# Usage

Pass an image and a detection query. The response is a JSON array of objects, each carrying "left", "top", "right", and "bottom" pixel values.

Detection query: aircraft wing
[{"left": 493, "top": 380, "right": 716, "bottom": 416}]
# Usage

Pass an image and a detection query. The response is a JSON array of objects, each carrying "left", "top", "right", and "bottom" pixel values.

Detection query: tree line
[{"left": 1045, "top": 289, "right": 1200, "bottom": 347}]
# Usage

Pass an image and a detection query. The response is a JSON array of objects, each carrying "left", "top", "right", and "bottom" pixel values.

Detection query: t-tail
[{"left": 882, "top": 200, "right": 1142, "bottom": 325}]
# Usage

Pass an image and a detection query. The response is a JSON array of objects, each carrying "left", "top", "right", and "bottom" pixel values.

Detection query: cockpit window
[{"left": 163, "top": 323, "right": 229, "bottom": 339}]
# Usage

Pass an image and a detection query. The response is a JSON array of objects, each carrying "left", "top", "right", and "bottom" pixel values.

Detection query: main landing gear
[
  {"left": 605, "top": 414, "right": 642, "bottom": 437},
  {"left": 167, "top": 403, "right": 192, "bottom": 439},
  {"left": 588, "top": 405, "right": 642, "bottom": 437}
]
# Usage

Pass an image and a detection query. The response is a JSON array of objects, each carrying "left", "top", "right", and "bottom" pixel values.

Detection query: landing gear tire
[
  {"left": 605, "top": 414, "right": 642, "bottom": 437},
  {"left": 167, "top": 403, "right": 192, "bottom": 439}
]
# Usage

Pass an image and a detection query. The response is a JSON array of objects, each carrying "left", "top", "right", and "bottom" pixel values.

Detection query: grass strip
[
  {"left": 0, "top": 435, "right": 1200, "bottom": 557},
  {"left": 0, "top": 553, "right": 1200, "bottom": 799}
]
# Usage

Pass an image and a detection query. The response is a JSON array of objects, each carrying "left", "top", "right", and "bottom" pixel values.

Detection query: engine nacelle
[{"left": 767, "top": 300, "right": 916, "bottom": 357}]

INSTRUCTIONS FOR THE TASK: Reproduce all of the items above word for word, with every line and its order unchanged.

TASK ANSWER:
# Usage

Pass an image and a detection query. The response is a JSON array of objects, each carrying "left", "top", "right", and "bottom" pixel values.

Detection query: aircraft wing
[{"left": 493, "top": 380, "right": 716, "bottom": 416}]
# Usage

Pass an image and a detection query. The response is a JSON array of objects, each carrying "left", "top", "right", and "bottom" pixel values.

Detection query: tree line
[{"left": 1045, "top": 289, "right": 1200, "bottom": 347}]
# Usage

Pass an image and a detection query. The response is a JSON array of objects, each carrying "left", "top", "right", and "bottom" pixel values.

Detection query: t-tail
[{"left": 882, "top": 200, "right": 1142, "bottom": 325}]
# Usage

Pass an image and a detection query. The response is a JSON array of objects, each carrying "left", "top", "right", and "bottom" pixel values.

Detection query: cockpit window
[{"left": 163, "top": 323, "right": 229, "bottom": 339}]
# Usage

Pass an image and a detection query. The response is a JSON array of objects, each carrying "left", "top", "right", and "bottom" pixel values.

Detection query: main landing gear
[
  {"left": 605, "top": 414, "right": 642, "bottom": 437},
  {"left": 167, "top": 403, "right": 192, "bottom": 439},
  {"left": 588, "top": 405, "right": 642, "bottom": 437}
]
# Usage

Pass an image and a detection query. The response is a JSON array of objects, each carrying "left", "top", "right", and "bottom" pixel values.

Detection query: landing gear tire
[
  {"left": 605, "top": 414, "right": 642, "bottom": 437},
  {"left": 167, "top": 403, "right": 192, "bottom": 439}
]
# Usage

Pass an image and a detection query. The response is a JSON array of objects, each carrying "left", "top", "right", and "bottom" pixel values.

Detection query: grass strip
[
  {"left": 0, "top": 435, "right": 1200, "bottom": 557},
  {"left": 0, "top": 553, "right": 1200, "bottom": 799}
]
# Usage

Pass an image and a detection query. The response is a JSON array of objects, each carrying "left", "top", "right", and "bottom" pixel values.

Detection query: engine nacelle
[{"left": 767, "top": 300, "right": 916, "bottom": 357}]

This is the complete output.